## Request
Find every line in the listing below that contains the word "wall" and copy each one. Matching is case-sensitive.

_ _ _ _

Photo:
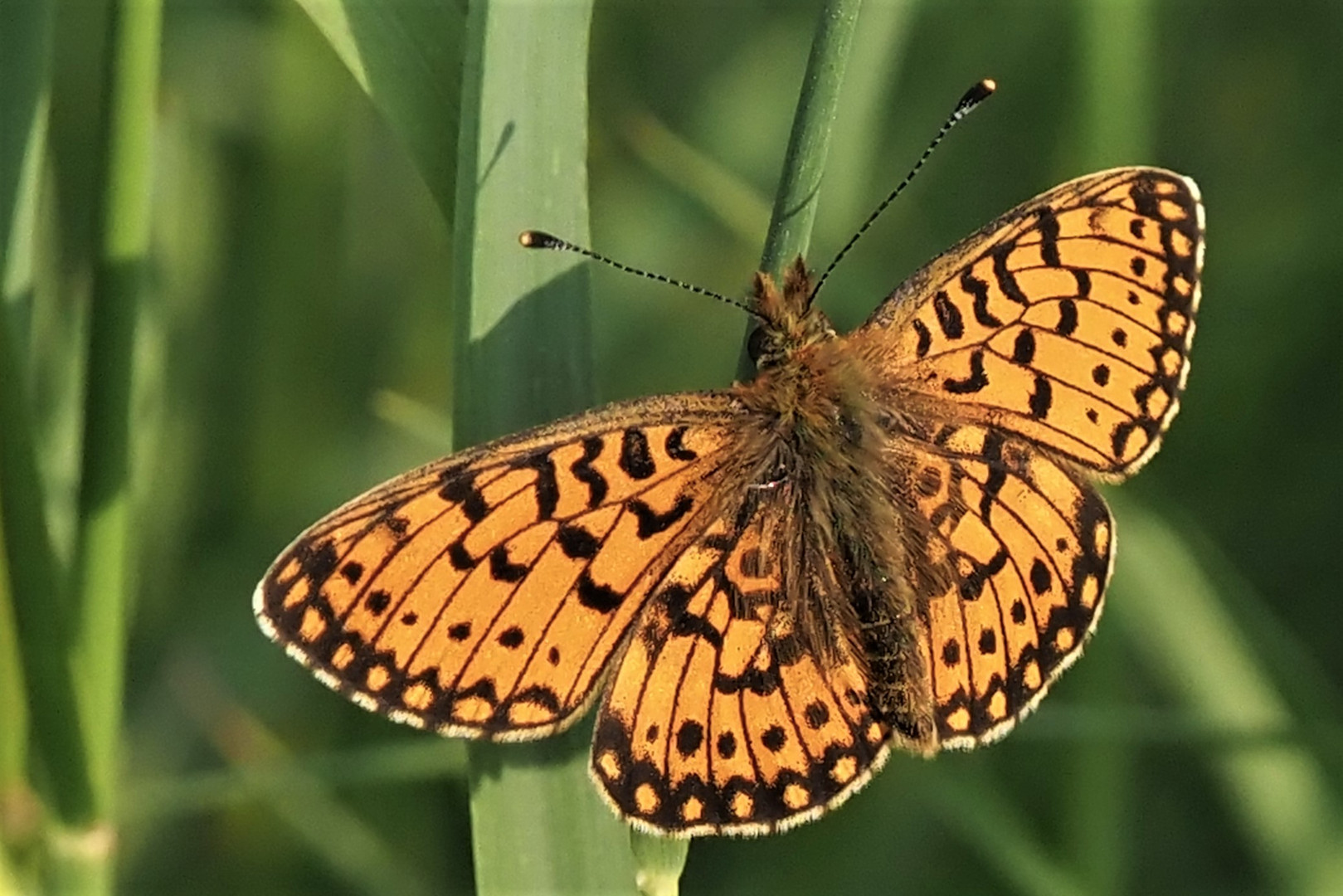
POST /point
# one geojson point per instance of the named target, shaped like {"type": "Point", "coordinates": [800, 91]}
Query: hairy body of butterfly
{"type": "Point", "coordinates": [885, 539]}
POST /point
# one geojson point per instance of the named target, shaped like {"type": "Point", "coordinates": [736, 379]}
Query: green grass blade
{"type": "Point", "coordinates": [32, 571]}
{"type": "Point", "coordinates": [24, 30]}
{"type": "Point", "coordinates": [102, 559]}
{"type": "Point", "coordinates": [659, 861]}
{"type": "Point", "coordinates": [809, 143]}
{"type": "Point", "coordinates": [407, 56]}
{"type": "Point", "coordinates": [1288, 813]}
{"type": "Point", "coordinates": [1117, 51]}
{"type": "Point", "coordinates": [523, 355]}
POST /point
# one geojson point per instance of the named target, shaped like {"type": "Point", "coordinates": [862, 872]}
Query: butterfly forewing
{"type": "Point", "coordinates": [1067, 321]}
{"type": "Point", "coordinates": [484, 596]}
{"type": "Point", "coordinates": [888, 539]}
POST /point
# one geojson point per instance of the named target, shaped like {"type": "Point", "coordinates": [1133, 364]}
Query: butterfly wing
{"type": "Point", "coordinates": [1050, 344]}
{"type": "Point", "coordinates": [1067, 321]}
{"type": "Point", "coordinates": [1030, 547]}
{"type": "Point", "coordinates": [716, 720]}
{"type": "Point", "coordinates": [485, 594]}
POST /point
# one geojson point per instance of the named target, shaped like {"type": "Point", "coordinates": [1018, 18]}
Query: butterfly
{"type": "Point", "coordinates": [885, 539]}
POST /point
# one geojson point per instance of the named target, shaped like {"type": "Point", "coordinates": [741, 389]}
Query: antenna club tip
{"type": "Point", "coordinates": [538, 240]}
{"type": "Point", "coordinates": [976, 95]}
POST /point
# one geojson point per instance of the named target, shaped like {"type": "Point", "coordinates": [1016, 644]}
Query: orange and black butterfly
{"type": "Point", "coordinates": [887, 539]}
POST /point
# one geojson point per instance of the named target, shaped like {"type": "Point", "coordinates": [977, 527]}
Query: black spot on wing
{"type": "Point", "coordinates": [976, 381]}
{"type": "Point", "coordinates": [1043, 398]}
{"type": "Point", "coordinates": [585, 473]}
{"type": "Point", "coordinates": [460, 488]}
{"type": "Point", "coordinates": [948, 316]}
{"type": "Point", "coordinates": [653, 523]}
{"type": "Point", "coordinates": [1006, 280]}
{"type": "Point", "coordinates": [676, 448]}
{"type": "Point", "coordinates": [547, 488]}
{"type": "Point", "coordinates": [598, 597]}
{"type": "Point", "coordinates": [577, 542]}
{"type": "Point", "coordinates": [924, 338]}
{"type": "Point", "coordinates": [635, 458]}
{"type": "Point", "coordinates": [1049, 238]}
{"type": "Point", "coordinates": [503, 568]}
{"type": "Point", "coordinates": [980, 289]}
{"type": "Point", "coordinates": [1024, 349]}
{"type": "Point", "coordinates": [1067, 324]}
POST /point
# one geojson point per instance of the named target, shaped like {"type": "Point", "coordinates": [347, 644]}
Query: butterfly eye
{"type": "Point", "coordinates": [757, 344]}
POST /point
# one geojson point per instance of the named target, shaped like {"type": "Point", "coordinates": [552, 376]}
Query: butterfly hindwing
{"type": "Point", "coordinates": [484, 596]}
{"type": "Point", "coordinates": [1030, 548]}
{"type": "Point", "coordinates": [1067, 321]}
{"type": "Point", "coordinates": [715, 720]}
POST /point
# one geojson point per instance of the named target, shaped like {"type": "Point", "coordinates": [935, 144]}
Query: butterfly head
{"type": "Point", "coordinates": [787, 319]}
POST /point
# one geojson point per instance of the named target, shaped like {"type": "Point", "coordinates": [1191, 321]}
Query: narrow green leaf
{"type": "Point", "coordinates": [32, 571]}
{"type": "Point", "coordinates": [23, 62]}
{"type": "Point", "coordinates": [1117, 52]}
{"type": "Point", "coordinates": [102, 559]}
{"type": "Point", "coordinates": [523, 355]}
{"type": "Point", "coordinates": [407, 56]}
{"type": "Point", "coordinates": [809, 143]}
{"type": "Point", "coordinates": [1279, 791]}
{"type": "Point", "coordinates": [659, 861]}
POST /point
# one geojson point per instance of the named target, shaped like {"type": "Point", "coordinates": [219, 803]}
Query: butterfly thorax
{"type": "Point", "coordinates": [824, 481]}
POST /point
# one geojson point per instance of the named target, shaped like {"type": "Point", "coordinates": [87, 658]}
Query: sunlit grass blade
{"type": "Point", "coordinates": [34, 577]}
{"type": "Point", "coordinates": [1117, 52]}
{"type": "Point", "coordinates": [1279, 791]}
{"type": "Point", "coordinates": [659, 863]}
{"type": "Point", "coordinates": [993, 829]}
{"type": "Point", "coordinates": [523, 355]}
{"type": "Point", "coordinates": [809, 143]}
{"type": "Point", "coordinates": [407, 58]}
{"type": "Point", "coordinates": [349, 846]}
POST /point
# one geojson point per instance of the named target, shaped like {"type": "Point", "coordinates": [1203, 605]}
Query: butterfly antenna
{"type": "Point", "coordinates": [967, 104]}
{"type": "Point", "coordinates": [540, 240]}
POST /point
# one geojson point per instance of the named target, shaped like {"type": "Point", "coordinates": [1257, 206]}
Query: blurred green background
{"type": "Point", "coordinates": [294, 348]}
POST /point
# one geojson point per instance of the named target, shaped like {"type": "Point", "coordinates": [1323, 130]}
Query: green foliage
{"type": "Point", "coordinates": [312, 275]}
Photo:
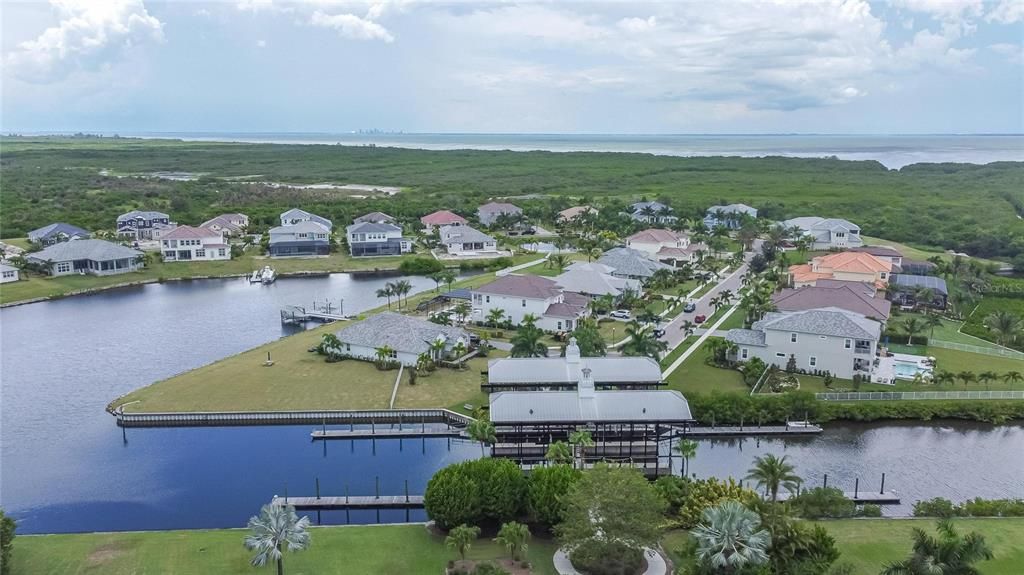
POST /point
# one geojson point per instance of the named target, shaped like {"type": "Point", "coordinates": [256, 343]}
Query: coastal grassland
{"type": "Point", "coordinates": [965, 207]}
{"type": "Point", "coordinates": [383, 549]}
{"type": "Point", "coordinates": [868, 544]}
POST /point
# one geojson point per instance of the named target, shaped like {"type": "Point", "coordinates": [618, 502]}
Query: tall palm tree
{"type": "Point", "coordinates": [273, 530]}
{"type": "Point", "coordinates": [730, 537]}
{"type": "Point", "coordinates": [513, 536]}
{"type": "Point", "coordinates": [461, 538]}
{"type": "Point", "coordinates": [771, 473]}
{"type": "Point", "coordinates": [949, 554]}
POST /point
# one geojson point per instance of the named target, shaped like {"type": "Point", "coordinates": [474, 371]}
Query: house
{"type": "Point", "coordinates": [375, 218]}
{"type": "Point", "coordinates": [440, 219]}
{"type": "Point", "coordinates": [833, 340]}
{"type": "Point", "coordinates": [464, 240]}
{"type": "Point", "coordinates": [666, 246]}
{"type": "Point", "coordinates": [143, 225]}
{"type": "Point", "coordinates": [227, 224]}
{"type": "Point", "coordinates": [651, 213]}
{"type": "Point", "coordinates": [518, 296]}
{"type": "Point", "coordinates": [565, 372]}
{"type": "Point", "coordinates": [827, 233]}
{"type": "Point", "coordinates": [296, 216]}
{"type": "Point", "coordinates": [54, 233]}
{"type": "Point", "coordinates": [305, 237]}
{"type": "Point", "coordinates": [377, 238]}
{"type": "Point", "coordinates": [907, 288]}
{"type": "Point", "coordinates": [570, 214]}
{"type": "Point", "coordinates": [730, 216]}
{"type": "Point", "coordinates": [488, 213]}
{"type": "Point", "coordinates": [595, 279]}
{"type": "Point", "coordinates": [8, 273]}
{"type": "Point", "coordinates": [95, 257]}
{"type": "Point", "coordinates": [186, 244]}
{"type": "Point", "coordinates": [406, 337]}
{"type": "Point", "coordinates": [848, 266]}
{"type": "Point", "coordinates": [850, 296]}
{"type": "Point", "coordinates": [630, 263]}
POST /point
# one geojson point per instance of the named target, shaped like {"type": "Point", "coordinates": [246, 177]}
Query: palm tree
{"type": "Point", "coordinates": [559, 452]}
{"type": "Point", "coordinates": [949, 554]}
{"type": "Point", "coordinates": [771, 473]}
{"type": "Point", "coordinates": [483, 432]}
{"type": "Point", "coordinates": [1006, 325]}
{"type": "Point", "coordinates": [461, 538]}
{"type": "Point", "coordinates": [911, 326]}
{"type": "Point", "coordinates": [513, 536]}
{"type": "Point", "coordinates": [275, 528]}
{"type": "Point", "coordinates": [730, 537]}
{"type": "Point", "coordinates": [687, 449]}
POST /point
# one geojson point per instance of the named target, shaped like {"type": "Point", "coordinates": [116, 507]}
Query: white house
{"type": "Point", "coordinates": [827, 233]}
{"type": "Point", "coordinates": [517, 296]}
{"type": "Point", "coordinates": [407, 337]}
{"type": "Point", "coordinates": [8, 273]}
{"type": "Point", "coordinates": [186, 244]}
{"type": "Point", "coordinates": [464, 240]}
{"type": "Point", "coordinates": [833, 340]}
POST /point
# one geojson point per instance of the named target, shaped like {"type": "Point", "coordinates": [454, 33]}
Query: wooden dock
{"type": "Point", "coordinates": [351, 502]}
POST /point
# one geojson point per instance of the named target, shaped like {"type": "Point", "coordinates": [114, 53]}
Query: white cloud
{"type": "Point", "coordinates": [89, 36]}
{"type": "Point", "coordinates": [351, 26]}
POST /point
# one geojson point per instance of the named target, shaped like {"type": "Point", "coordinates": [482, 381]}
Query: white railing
{"type": "Point", "coordinates": [914, 395]}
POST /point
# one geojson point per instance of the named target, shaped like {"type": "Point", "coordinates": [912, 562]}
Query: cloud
{"type": "Point", "coordinates": [351, 26]}
{"type": "Point", "coordinates": [89, 36]}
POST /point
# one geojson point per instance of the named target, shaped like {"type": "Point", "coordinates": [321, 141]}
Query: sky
{"type": "Point", "coordinates": [328, 65]}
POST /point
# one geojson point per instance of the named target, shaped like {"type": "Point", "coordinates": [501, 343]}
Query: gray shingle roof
{"type": "Point", "coordinates": [567, 406]}
{"type": "Point", "coordinates": [96, 250]}
{"type": "Point", "coordinates": [400, 333]}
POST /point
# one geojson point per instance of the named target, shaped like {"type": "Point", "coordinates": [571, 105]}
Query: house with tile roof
{"type": "Point", "coordinates": [847, 266]}
{"type": "Point", "coordinates": [827, 233]}
{"type": "Point", "coordinates": [440, 219]}
{"type": "Point", "coordinates": [518, 296]}
{"type": "Point", "coordinates": [95, 257]}
{"type": "Point", "coordinates": [55, 233]}
{"type": "Point", "coordinates": [833, 340]}
{"type": "Point", "coordinates": [186, 244]}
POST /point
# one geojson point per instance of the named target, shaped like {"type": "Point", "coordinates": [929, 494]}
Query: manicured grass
{"type": "Point", "coordinates": [868, 544]}
{"type": "Point", "coordinates": [382, 549]}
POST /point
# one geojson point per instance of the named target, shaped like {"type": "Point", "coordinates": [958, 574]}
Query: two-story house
{"type": "Point", "coordinates": [377, 238]}
{"type": "Point", "coordinates": [186, 244]}
{"type": "Point", "coordinates": [730, 216]}
{"type": "Point", "coordinates": [827, 233]}
{"type": "Point", "coordinates": [518, 296]}
{"type": "Point", "coordinates": [139, 224]}
{"type": "Point", "coordinates": [847, 266]}
{"type": "Point", "coordinates": [833, 340]}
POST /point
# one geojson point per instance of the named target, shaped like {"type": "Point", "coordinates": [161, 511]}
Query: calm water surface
{"type": "Point", "coordinates": [66, 467]}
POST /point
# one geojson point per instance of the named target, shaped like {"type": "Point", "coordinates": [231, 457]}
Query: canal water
{"type": "Point", "coordinates": [66, 467]}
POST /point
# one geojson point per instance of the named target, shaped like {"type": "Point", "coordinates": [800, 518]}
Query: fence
{"type": "Point", "coordinates": [996, 352]}
{"type": "Point", "coordinates": [912, 395]}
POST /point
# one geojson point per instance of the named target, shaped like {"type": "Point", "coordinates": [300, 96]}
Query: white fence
{"type": "Point", "coordinates": [996, 352]}
{"type": "Point", "coordinates": [911, 395]}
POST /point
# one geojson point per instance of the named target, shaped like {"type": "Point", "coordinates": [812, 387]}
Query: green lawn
{"type": "Point", "coordinates": [867, 544]}
{"type": "Point", "coordinates": [386, 549]}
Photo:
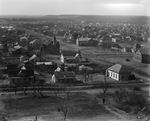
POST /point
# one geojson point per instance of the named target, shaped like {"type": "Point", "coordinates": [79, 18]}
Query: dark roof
{"type": "Point", "coordinates": [62, 74]}
{"type": "Point", "coordinates": [69, 53]}
{"type": "Point", "coordinates": [116, 45]}
{"type": "Point", "coordinates": [128, 49]}
{"type": "Point", "coordinates": [145, 50]}
{"type": "Point", "coordinates": [25, 73]}
{"type": "Point", "coordinates": [120, 69]}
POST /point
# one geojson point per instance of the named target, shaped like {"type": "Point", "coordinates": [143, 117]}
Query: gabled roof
{"type": "Point", "coordinates": [120, 69]}
{"type": "Point", "coordinates": [145, 50]}
{"type": "Point", "coordinates": [63, 74]}
{"type": "Point", "coordinates": [84, 39]}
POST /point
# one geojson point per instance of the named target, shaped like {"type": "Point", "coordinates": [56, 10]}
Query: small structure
{"type": "Point", "coordinates": [142, 55]}
{"type": "Point", "coordinates": [82, 41]}
{"type": "Point", "coordinates": [116, 47]}
{"type": "Point", "coordinates": [118, 72]}
{"type": "Point", "coordinates": [51, 47]}
{"type": "Point", "coordinates": [64, 77]}
{"type": "Point", "coordinates": [127, 49]}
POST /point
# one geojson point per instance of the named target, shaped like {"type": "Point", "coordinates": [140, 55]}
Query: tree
{"type": "Point", "coordinates": [62, 94]}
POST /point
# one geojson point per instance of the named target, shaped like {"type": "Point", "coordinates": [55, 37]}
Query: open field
{"type": "Point", "coordinates": [81, 107]}
{"type": "Point", "coordinates": [109, 57]}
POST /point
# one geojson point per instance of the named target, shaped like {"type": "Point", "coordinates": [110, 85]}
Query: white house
{"type": "Point", "coordinates": [118, 72]}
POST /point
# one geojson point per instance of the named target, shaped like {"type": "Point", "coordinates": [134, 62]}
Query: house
{"type": "Point", "coordinates": [86, 42]}
{"type": "Point", "coordinates": [118, 72]}
{"type": "Point", "coordinates": [21, 77]}
{"type": "Point", "coordinates": [82, 41]}
{"type": "Point", "coordinates": [50, 47]}
{"type": "Point", "coordinates": [64, 77]}
{"type": "Point", "coordinates": [116, 47]}
{"type": "Point", "coordinates": [142, 55]}
{"type": "Point", "coordinates": [71, 56]}
{"type": "Point", "coordinates": [127, 49]}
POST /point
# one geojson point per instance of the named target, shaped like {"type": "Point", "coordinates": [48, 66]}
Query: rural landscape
{"type": "Point", "coordinates": [74, 67]}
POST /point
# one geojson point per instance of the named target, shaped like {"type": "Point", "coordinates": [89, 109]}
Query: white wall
{"type": "Point", "coordinates": [113, 75]}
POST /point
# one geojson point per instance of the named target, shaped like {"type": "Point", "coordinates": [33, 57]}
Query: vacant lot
{"type": "Point", "coordinates": [80, 106]}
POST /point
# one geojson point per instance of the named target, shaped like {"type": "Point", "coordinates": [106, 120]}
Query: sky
{"type": "Point", "coordinates": [79, 7]}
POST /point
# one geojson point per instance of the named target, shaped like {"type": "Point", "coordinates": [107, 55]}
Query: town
{"type": "Point", "coordinates": [46, 58]}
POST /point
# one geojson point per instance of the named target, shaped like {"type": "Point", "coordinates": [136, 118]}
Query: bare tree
{"type": "Point", "coordinates": [62, 93]}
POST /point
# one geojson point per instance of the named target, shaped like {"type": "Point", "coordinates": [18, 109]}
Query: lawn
{"type": "Point", "coordinates": [81, 106]}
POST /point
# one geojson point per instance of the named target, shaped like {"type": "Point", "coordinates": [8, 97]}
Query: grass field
{"type": "Point", "coordinates": [81, 107]}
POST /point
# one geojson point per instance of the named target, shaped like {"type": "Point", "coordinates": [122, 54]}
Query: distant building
{"type": "Point", "coordinates": [64, 77]}
{"type": "Point", "coordinates": [127, 49]}
{"type": "Point", "coordinates": [51, 47]}
{"type": "Point", "coordinates": [142, 55]}
{"type": "Point", "coordinates": [118, 72]}
{"type": "Point", "coordinates": [86, 42]}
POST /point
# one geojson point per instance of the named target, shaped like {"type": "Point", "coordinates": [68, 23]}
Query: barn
{"type": "Point", "coordinates": [118, 72]}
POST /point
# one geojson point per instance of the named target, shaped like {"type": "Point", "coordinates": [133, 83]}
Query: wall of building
{"type": "Point", "coordinates": [113, 75]}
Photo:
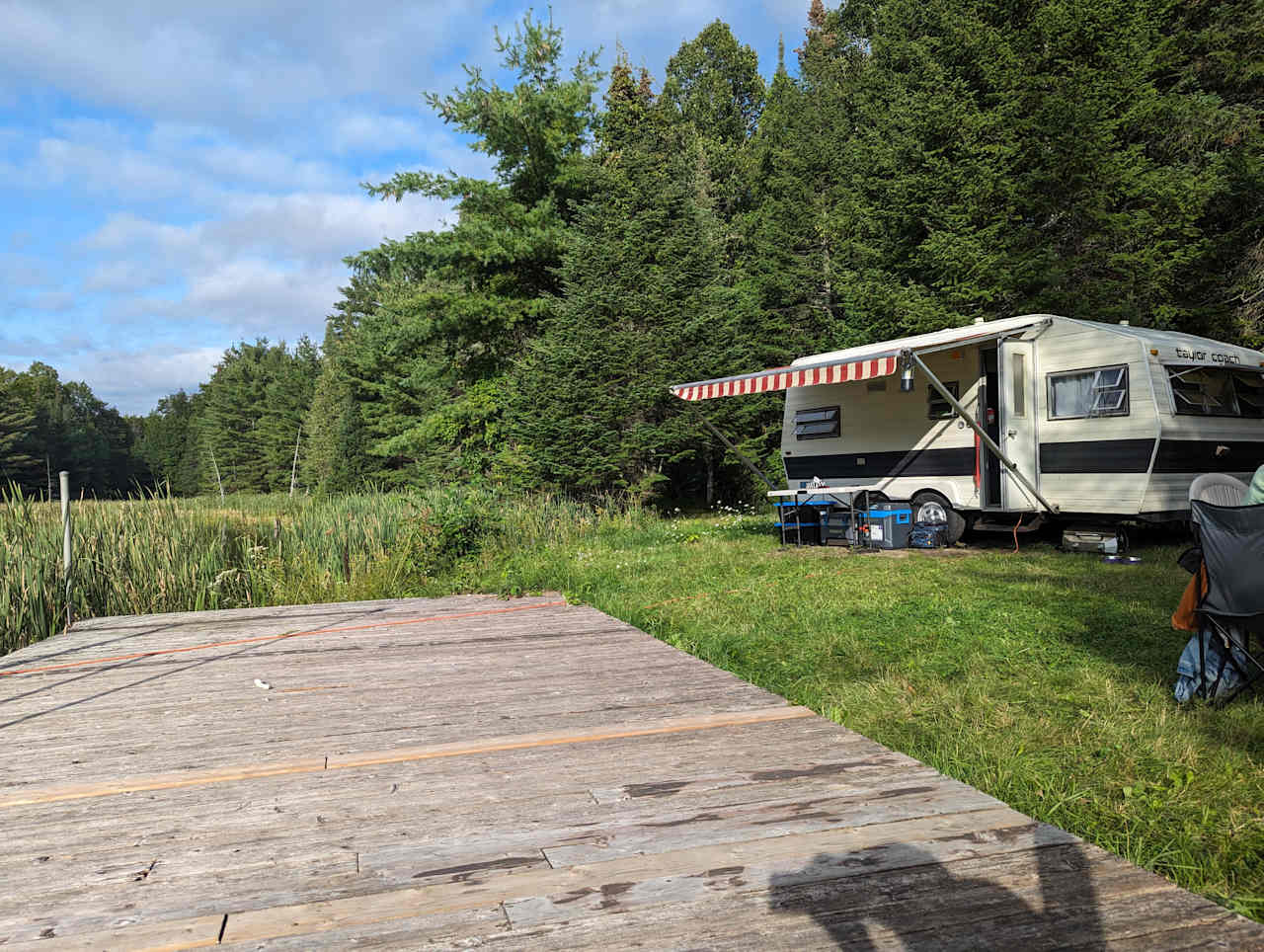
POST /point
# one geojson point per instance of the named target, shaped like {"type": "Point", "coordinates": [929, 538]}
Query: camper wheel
{"type": "Point", "coordinates": [932, 508]}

_ _ _ _

## Solution
Query: white wall
Query: wall of building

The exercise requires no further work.